Text passage:
• • • • • • •

As illustrated above, the architecture alternates between convolutional and transformer-inspired blocks, enabling a balanced representation of spatial and contextual information. MedViT bridges the gap by combining:
- CNN-based local feature extraction
- Transformer-based global attention
- Efficient attention mechanisms to reduce computation
- Robust training strategies tailored for medical data
Key Components
Efficient Convolution Block (ECB): Focuses on extracting local spatial features while maintaining computational efficiency. It incorporates Multi-Head Convolutional Attention (MHCA) and a Local Feed-Forward Network (LFFN). ECB preserves the inductive bias of CNNs while enhancing feature representation, resulting in improved robustness and reduced computational cost.
Local Transformer Block (LTB): Responsible for modeling global dependencies. It employs Efficient Self-Attention (ESA) along with feature fusion mechanisms and feed-forward layers. This allows the model to reason about global patterns across the entire image while maintaining efficiency.

• • • • • • •

The data:
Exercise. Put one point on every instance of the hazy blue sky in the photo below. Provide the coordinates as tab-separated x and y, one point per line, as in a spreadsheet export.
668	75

• • • • • • •

What this exercise asks:
1. Quote the MedViT passage between "As illustrated above, the" and "reduced computational cost.", inclusive.
2. Translate this sentence from the MedViT passage into Spanish: "ECB preserves the inductive bias of CNNs while enhancing feature representation, resulting in improved robustness and reduced computational cost."
3. Carry on the MedViT passage from its last sentence.
The lines after the MedViT passage are separate material.

Results for each task:
1.
As illustrated above, the architecture alternates between convolutional and transformer-inspired blocks, enabling a balanced representation of spatial and contextual information. MedViT bridges the gap by combining:
- CNN-based local feature extraction
- Transformer-based global attention
- Efficient attention mechanisms to reduce computation
- Robust training strategies tailored for medical data
Key Components
Efficient Convolution Block (ECB): Focuses on extracting local spatial features while maintaining computational efficiency. It incorporates Multi-Head Convolutional Attention (MHCA) and a Local Feed-Forward Network (LFFN). ECB preserves the inductive bias of CNNs while enhancing feature representation, resulting in improved robustness and reduced computational cost.

2. ECB conserva el sesgo inductivo de las CNN a la vez que mejora la representación de características, lo que se traduce en una mayor robustez y un menor costo computacional.

3.
Patch Momentum Changer (PMC): A feature-level augmentation technique designed to improve generalization by combining feature representations from different samples. This approach encourages the model to rely less on specific local cues and more on global patterns.
Performance and Interpretability
The quantitative results demonstrate that MedViT achieves the best overall balance across accuracy, precision, and F1-score. While some models such as ResNext50 obtain lower validation loss or higher recall, they fail to maintain consistent performance across all evaluation metrics. In contrast, MedViT provides a more stable and reliable performance, which is particularly important in medical decision-making scenarios.
| Model | Val Loss | Val Acc | Precision | Recall | F1 |
|---|---|---|---|---|---|
| MedViT | 0.4358 | 0.9183 | 0.9462 | 0.8936 | 0.9029 |
| UNet | 0.4471 | 0.9135 | 0.8397 | 0.7929 | 0.8016 |
| ResNext50 | 0.3910 | 0.9038 | 0.9026 | 0.9058 | 0.8883 |
| EfficientNetB0 | 0.4171 | 0.8894 | 0.8833 | 0.8705 | 0.8605 |
| ResNet18 | 0.4531 | 0.8798 | 0.8654 | 0.8788 | 0.8508 |
| UMamba | 0.4856 | 0.8798 | 0.8705 | 0.8282 | 0.8326 |
| SwinUMamba | 0.4958 | 0.8750 | 0.8429 | 0.8595 | 0.8421 |
| ResUNet++ | 0.5147 | 0.8622 | 0.8782 | 0.8372 | 0.8363 |
Model performance comparison.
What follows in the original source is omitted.